TASK DESCRIPTION: Present the following entries again, word for word and in full.

#####

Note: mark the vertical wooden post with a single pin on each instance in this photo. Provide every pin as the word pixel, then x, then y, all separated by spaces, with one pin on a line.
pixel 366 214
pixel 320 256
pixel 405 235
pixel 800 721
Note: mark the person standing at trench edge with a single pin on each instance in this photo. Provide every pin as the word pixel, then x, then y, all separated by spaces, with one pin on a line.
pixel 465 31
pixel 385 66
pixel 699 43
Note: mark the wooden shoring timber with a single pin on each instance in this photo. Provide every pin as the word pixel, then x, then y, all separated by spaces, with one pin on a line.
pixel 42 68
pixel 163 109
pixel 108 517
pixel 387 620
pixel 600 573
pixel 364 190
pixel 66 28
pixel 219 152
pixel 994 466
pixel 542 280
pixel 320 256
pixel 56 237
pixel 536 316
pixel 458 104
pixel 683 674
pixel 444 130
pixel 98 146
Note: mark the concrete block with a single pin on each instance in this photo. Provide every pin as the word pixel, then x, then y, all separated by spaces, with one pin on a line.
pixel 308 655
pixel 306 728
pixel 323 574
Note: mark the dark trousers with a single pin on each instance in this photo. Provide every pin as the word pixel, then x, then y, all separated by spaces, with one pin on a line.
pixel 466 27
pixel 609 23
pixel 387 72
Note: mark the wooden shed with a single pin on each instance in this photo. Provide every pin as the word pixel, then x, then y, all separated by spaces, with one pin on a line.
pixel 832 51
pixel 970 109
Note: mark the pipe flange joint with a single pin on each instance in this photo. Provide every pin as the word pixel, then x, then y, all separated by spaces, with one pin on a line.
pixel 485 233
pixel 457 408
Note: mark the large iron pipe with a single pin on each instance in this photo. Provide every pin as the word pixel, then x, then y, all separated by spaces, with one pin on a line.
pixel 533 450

#####

PROBLEM SOLUTION:
Note: mark the vertical wooden post with a single pin on each instance in this photo. Provide every pin as the word pixel, then x, then y, all separated by spaces, with one pin on a line.
pixel 366 214
pixel 320 256
pixel 405 235
pixel 800 721
Note: mark the person standing at trench edge with a single pin on each instance in this photo. Provide every pin as the word pixel, then x, then y, all separated by spaces, with one pin on a line.
pixel 465 31
pixel 385 66
pixel 699 43
Note: mark the wooden shoring timber with a single pin on each instance in this photo. Provide every pin as the word pixel, then x, then y, all separated by spaces, with one pin on a line.
pixel 42 68
pixel 163 109
pixel 108 517
pixel 387 620
pixel 600 573
pixel 364 190
pixel 66 28
pixel 219 152
pixel 994 466
pixel 542 280
pixel 320 256
pixel 56 237
pixel 536 316
pixel 458 104
pixel 683 674
pixel 444 130
pixel 98 146
Note: mark the concrete block with a single pin on each instance in this photo. Provide every pin as the word pixel, then x, then y, all separated by spaces, with one pin on a line.
pixel 308 655
pixel 306 728
pixel 323 574
Note: mark the dark trousers with a single pin on each instance in this photo. Provide every pin as the word pixel, then x, then y, all separated by spaces, with one pin on a line.
pixel 466 27
pixel 609 23
pixel 387 72
Note: mark the wooden shed with a single pin on each instance in this photo. Provide every pin as the word pixel, then x, then y, all separated by spaces, with one pin on a line.
pixel 832 51
pixel 970 109
Note: mark the pipe flange joint with a single pin on each instance in this photo. Provide every pin as the word pixel, then x, then y, all separated by spaces, with one pin on a line.
pixel 485 233
pixel 457 408
Note: mark the large iron pipe with a single pin on each instance in this photo. Provide every pin as the word pixel, then x, then y, all separated by spaces, with one pin on a line.
pixel 533 450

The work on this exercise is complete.